**Excerpt provided**
——————————

Standard content for students with a few days to months.

Working with Probability

Example: A bag contains 4 red balls and 6 blue balls. Two balls are drawn without replacement.

• P(first red) = 4/10 = 2/5
• P(second red given first red) = 3/9 = 1/3
• P(both red) = (4/10) × (3/9) = 12/90 = 2/15

With replacement vs without replacement: With replacement means each draw is independent; without replacement means they’re dependent (conditional probability).

Combined Events

For independent events A and B: P(A and B) = P(A) × P(B)

For mutually exclusive events (cannot happen together): P(A or B) = P(A) + P(B)

For non-mutually exclusive events: P(A or B) = P(A) + P(B) − P(A and B)

Example: Drawing a king OR a heart from a 52-card deck.

• P(king) = 4/52 = 1/13
• P(heart) = 13/52 = 1/4
• P(king of hearts) = 1/52 (this was subtracted twice)

——————————

**What this task involves**
According to the probability excerpt, what is the probability that both balls drawn from the bag are red? The lines have no connection to the probability excerpt.

**Information supplied**

——————————

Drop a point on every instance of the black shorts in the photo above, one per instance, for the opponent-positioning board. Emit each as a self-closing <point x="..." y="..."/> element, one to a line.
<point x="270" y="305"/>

——————————

**Solution to this problem**
2/15